─── Source passage ───

Yeah I still think this is a minimal enhancement that yields a lot of value, but given that it may become legacy soon, I understand that ya'll don't want anything exploding as everything is switched over to .xet and the interference from any PR's that touch the meat and potatoes of this is undesirable.

I am going to be critical for a second, I am wary of .xet doing anything in particular to speed up cold download speeds. It largely looks like it's useful in reducing storage costs and making subsequent model downloads faster.

Some feedback:

  • In order for .xet to beat the performance of hf_transfer + downloading multiple files simultaneously for cold downloads, it needs to provide byte level parallelism for file downloads. It also needs to allow parallel file downloads. While .xet will save HF a lot on costs, and save time for subsequent loads, based off of cursory testing I did with llama 4, it does not provide any speed up for cold downloads. I recognize this may change.

  • hf_transfer is only one piece of the puzzle in terms of making downloads as fast as possible. It provides byte level parallelism for file downloads. To saturate the network bandwidth of powerful cloud machines you need to couple its use with also downloading files themselves in parallel, which is a one line change. So I'm aware that hf_transfer provides a speed up, but by itself it does not touch the upper limit of what's possible in terms of throughput.

  • If you are trying to arbitrarily test models, downloading the entire HF repo is not satisfactory as many models contain multiple versions of the same weights. If the objective is the fastest start up time possible, that is not a viable approach. pipeline() abstracts this by inferring the framework. It would be nice if HF provided a tool that spits out the files to download for a given repo. May already exist, but I 'd have to dig through the code, last time I hunted for this I could not find an easy way to do it.

So, if there was one thing I'd ask HF for, it would be to test .xet with a larger model on a powerful cloud instance and make sure it's hitting the upper limits of the machine's bandwidth on a cold downlload, otherwise it will still be some factor slower than it can be.

───

Task list
1. Duplicate the part of the comment on download speeds that begins with the words containing "I am going to" and ends with "this may change.".
2. Answer these questions on the comment about download speeds:
(a) Which model was used in the cursory testing of .xet?
(b) What kind of parallelism does hf_transfer provide for file downloads?
(c) What does pipeline() infer?

─── Material provided ───

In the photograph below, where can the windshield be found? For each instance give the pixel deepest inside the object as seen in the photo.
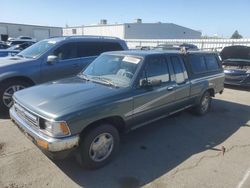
(117, 70)
(37, 49)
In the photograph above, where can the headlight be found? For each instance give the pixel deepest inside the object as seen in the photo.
(56, 129)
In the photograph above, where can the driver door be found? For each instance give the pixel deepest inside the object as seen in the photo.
(155, 101)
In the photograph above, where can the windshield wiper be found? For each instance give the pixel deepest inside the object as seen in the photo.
(105, 80)
(19, 55)
(84, 76)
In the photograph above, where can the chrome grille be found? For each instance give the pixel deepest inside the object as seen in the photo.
(26, 115)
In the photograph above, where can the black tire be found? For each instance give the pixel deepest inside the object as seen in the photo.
(88, 139)
(4, 86)
(202, 108)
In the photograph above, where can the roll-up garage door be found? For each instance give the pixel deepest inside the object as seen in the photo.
(41, 34)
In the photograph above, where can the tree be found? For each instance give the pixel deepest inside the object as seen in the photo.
(236, 35)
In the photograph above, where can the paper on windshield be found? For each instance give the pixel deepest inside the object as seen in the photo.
(131, 59)
(51, 42)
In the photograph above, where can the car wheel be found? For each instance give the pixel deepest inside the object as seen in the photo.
(204, 105)
(98, 146)
(7, 89)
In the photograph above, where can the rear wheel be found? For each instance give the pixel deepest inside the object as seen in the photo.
(204, 105)
(7, 89)
(98, 146)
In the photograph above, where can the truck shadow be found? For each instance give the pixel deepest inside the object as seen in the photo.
(152, 151)
(241, 88)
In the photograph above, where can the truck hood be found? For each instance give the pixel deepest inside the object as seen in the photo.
(60, 98)
(8, 61)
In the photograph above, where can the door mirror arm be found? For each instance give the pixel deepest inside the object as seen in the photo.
(52, 59)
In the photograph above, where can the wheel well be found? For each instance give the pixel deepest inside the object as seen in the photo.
(211, 91)
(116, 121)
(19, 78)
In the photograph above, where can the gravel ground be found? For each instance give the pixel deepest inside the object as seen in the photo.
(180, 151)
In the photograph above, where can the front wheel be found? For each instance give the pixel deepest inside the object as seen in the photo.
(98, 146)
(204, 105)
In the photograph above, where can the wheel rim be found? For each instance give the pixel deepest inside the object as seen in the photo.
(205, 103)
(101, 147)
(8, 93)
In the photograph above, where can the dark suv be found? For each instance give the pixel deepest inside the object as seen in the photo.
(118, 91)
(50, 59)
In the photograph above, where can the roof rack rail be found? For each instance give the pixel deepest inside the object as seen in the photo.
(92, 36)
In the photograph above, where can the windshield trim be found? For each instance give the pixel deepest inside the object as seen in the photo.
(131, 83)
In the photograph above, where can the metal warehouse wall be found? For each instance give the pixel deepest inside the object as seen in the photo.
(38, 32)
(69, 31)
(205, 44)
(159, 31)
(105, 30)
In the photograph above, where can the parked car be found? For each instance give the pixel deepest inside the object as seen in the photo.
(18, 42)
(13, 50)
(3, 45)
(6, 52)
(118, 91)
(236, 64)
(25, 37)
(48, 60)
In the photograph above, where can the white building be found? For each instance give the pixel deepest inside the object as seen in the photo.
(35, 31)
(137, 30)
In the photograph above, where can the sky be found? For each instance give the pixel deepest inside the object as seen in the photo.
(211, 17)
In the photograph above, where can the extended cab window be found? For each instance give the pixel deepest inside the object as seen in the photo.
(157, 69)
(212, 62)
(179, 70)
(66, 51)
(198, 64)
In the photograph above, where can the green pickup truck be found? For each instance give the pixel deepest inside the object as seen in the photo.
(119, 91)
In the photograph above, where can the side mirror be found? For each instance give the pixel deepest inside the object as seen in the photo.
(149, 84)
(52, 59)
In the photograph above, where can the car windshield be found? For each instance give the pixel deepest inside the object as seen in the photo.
(37, 49)
(116, 70)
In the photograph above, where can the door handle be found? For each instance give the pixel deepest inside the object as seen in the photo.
(170, 88)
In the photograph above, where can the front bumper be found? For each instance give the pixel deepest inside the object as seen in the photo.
(237, 80)
(49, 144)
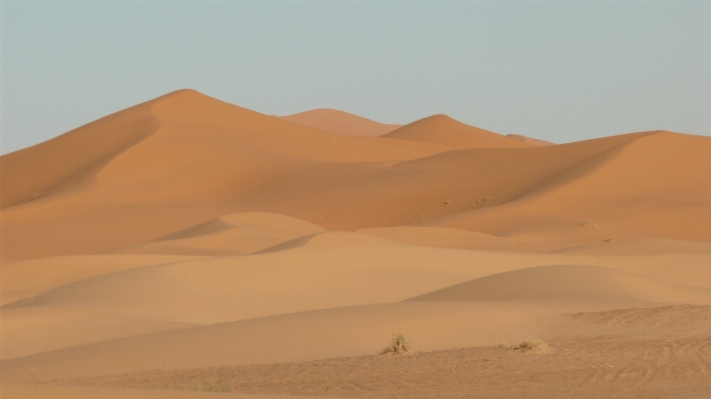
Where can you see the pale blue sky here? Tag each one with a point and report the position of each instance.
(559, 71)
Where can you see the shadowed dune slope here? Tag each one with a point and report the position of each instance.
(441, 129)
(530, 140)
(654, 184)
(66, 160)
(340, 122)
(237, 234)
(200, 159)
(570, 283)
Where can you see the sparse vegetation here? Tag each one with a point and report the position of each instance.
(208, 388)
(398, 345)
(529, 344)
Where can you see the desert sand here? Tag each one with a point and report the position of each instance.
(187, 245)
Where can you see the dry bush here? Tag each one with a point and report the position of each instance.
(529, 344)
(398, 345)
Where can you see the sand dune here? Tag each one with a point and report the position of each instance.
(186, 233)
(336, 121)
(441, 129)
(568, 283)
(237, 234)
(530, 140)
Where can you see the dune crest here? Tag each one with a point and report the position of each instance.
(190, 241)
(441, 129)
(341, 122)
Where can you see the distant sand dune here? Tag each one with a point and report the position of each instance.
(441, 129)
(186, 239)
(341, 122)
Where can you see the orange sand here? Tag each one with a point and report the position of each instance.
(186, 241)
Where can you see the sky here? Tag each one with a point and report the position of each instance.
(559, 71)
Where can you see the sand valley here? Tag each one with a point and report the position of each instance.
(187, 245)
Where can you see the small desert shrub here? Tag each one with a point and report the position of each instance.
(207, 388)
(399, 344)
(529, 344)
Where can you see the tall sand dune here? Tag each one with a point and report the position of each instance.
(187, 241)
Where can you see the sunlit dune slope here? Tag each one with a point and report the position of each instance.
(655, 184)
(236, 234)
(530, 140)
(198, 159)
(568, 283)
(441, 129)
(341, 122)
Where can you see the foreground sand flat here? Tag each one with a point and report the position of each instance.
(189, 243)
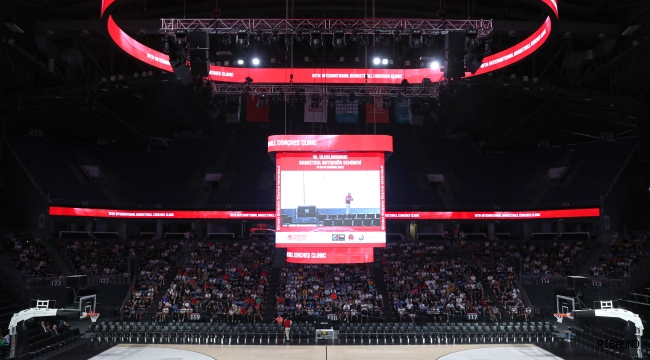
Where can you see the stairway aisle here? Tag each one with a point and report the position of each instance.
(277, 263)
(593, 259)
(150, 314)
(58, 258)
(378, 275)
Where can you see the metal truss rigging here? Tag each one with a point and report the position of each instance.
(327, 26)
(411, 91)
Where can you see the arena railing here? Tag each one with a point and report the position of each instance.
(269, 207)
(592, 282)
(93, 280)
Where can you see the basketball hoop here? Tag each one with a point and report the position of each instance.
(93, 316)
(560, 317)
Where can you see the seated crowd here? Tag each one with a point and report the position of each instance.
(225, 281)
(155, 262)
(29, 255)
(425, 282)
(345, 292)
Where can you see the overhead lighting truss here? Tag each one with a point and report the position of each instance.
(327, 26)
(359, 92)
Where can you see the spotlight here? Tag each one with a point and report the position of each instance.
(266, 39)
(338, 39)
(385, 40)
(315, 102)
(428, 40)
(415, 38)
(262, 101)
(385, 102)
(365, 40)
(355, 35)
(315, 39)
(241, 39)
(397, 36)
(226, 40)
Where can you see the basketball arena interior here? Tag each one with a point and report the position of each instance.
(324, 179)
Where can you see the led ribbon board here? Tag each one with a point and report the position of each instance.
(270, 215)
(329, 75)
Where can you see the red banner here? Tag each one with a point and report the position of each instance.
(309, 143)
(376, 113)
(422, 215)
(257, 111)
(331, 75)
(159, 214)
(329, 255)
(494, 215)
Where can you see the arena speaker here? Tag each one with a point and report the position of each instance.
(643, 133)
(199, 53)
(454, 55)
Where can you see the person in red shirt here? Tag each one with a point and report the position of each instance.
(348, 200)
(287, 329)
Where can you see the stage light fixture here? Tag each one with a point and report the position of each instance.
(365, 40)
(241, 39)
(315, 39)
(355, 35)
(226, 40)
(315, 102)
(338, 39)
(262, 101)
(428, 40)
(415, 38)
(385, 102)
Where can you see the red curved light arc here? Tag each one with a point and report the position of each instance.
(331, 75)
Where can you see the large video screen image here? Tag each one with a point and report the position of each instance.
(333, 199)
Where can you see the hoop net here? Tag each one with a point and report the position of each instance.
(93, 316)
(560, 317)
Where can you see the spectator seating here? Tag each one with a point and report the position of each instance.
(222, 281)
(347, 292)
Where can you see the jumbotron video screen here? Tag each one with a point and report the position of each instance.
(329, 200)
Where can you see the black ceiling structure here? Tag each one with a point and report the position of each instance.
(62, 74)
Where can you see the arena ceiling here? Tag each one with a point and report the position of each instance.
(590, 78)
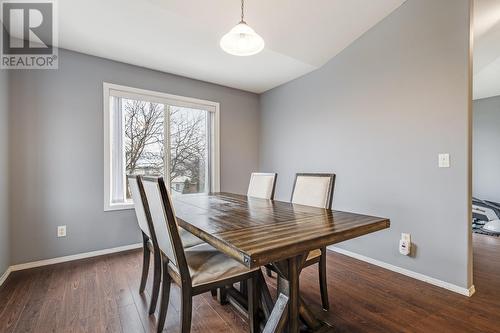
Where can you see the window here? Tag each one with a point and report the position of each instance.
(151, 133)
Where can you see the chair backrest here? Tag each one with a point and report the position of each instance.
(262, 185)
(314, 189)
(138, 204)
(164, 222)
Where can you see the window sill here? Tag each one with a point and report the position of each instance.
(110, 208)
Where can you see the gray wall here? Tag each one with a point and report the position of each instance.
(377, 115)
(57, 152)
(486, 149)
(4, 215)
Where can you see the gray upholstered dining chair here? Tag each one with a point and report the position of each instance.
(188, 240)
(197, 269)
(316, 189)
(262, 185)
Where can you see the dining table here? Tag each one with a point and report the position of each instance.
(258, 232)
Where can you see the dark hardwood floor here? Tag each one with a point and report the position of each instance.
(100, 295)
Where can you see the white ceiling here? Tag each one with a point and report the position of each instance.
(486, 48)
(182, 36)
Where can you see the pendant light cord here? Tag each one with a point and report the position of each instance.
(242, 11)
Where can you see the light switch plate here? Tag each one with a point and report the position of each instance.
(61, 231)
(444, 160)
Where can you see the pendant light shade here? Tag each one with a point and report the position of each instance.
(242, 40)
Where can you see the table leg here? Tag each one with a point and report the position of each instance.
(288, 275)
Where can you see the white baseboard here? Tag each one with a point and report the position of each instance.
(446, 285)
(58, 260)
(5, 275)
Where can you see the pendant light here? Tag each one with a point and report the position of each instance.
(242, 40)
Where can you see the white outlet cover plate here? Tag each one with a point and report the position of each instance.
(444, 160)
(61, 231)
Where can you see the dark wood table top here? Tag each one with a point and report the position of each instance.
(257, 231)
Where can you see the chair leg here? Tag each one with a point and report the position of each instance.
(186, 309)
(156, 282)
(253, 305)
(322, 280)
(145, 264)
(165, 296)
(222, 295)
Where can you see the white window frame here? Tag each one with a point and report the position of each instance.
(110, 89)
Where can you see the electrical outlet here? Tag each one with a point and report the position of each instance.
(444, 160)
(61, 231)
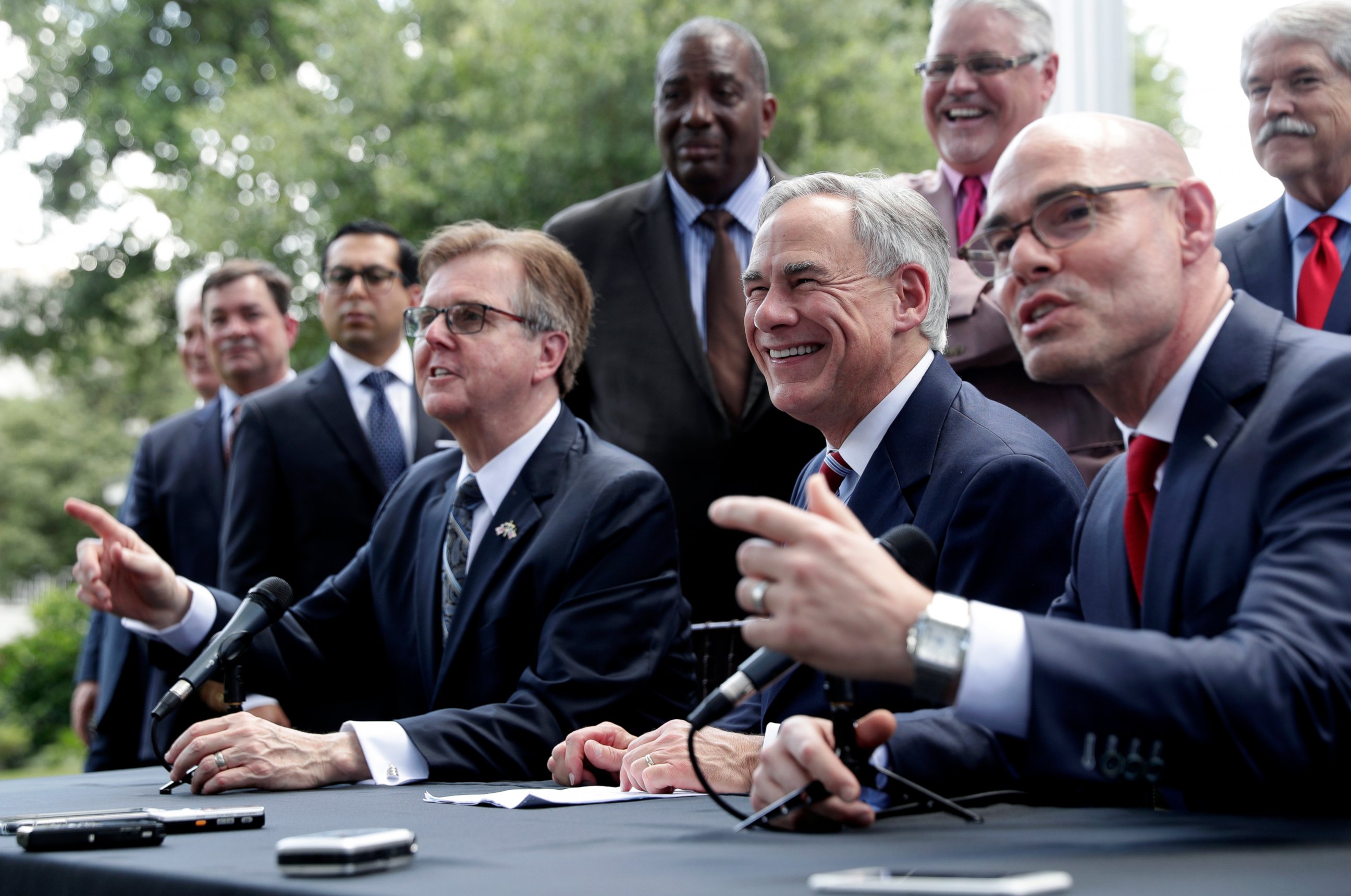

───

Set of answers
1.
I am going to be critical for a second, I am wary of .xet doing anything in particular to speed up cold download speeds. It largely looks like it's useful in reducing storage costs and making subsequent model downloads faster.

Some feedback:

  • In order for .xet to beat the performance of hf_transfer + downloading multiple files simultaneously for cold downloads, it needs to provide byte level parallelism for file downloads. It also needs to allow parallel file downloads. While .xet will save HF a lot on costs, and save time for subsequent loads, based off of cursory testing I did with llama 4, it does not provide any speed up for cold downloads. I recognize this may change.

2.
(a) Llama 4
(b) Byte level parallelism
(c) The framework